# [TO DO]
Copy the lines below verbatim.

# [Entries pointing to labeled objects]
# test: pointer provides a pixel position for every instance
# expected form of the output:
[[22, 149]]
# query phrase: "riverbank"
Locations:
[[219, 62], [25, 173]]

# [WORKED ANSWER]
# test: pointer provides a pixel position for every instance
# expected form of the output:
[[22, 149]]
# query phrase: "riverbank"
Locations:
[[219, 62], [25, 173]]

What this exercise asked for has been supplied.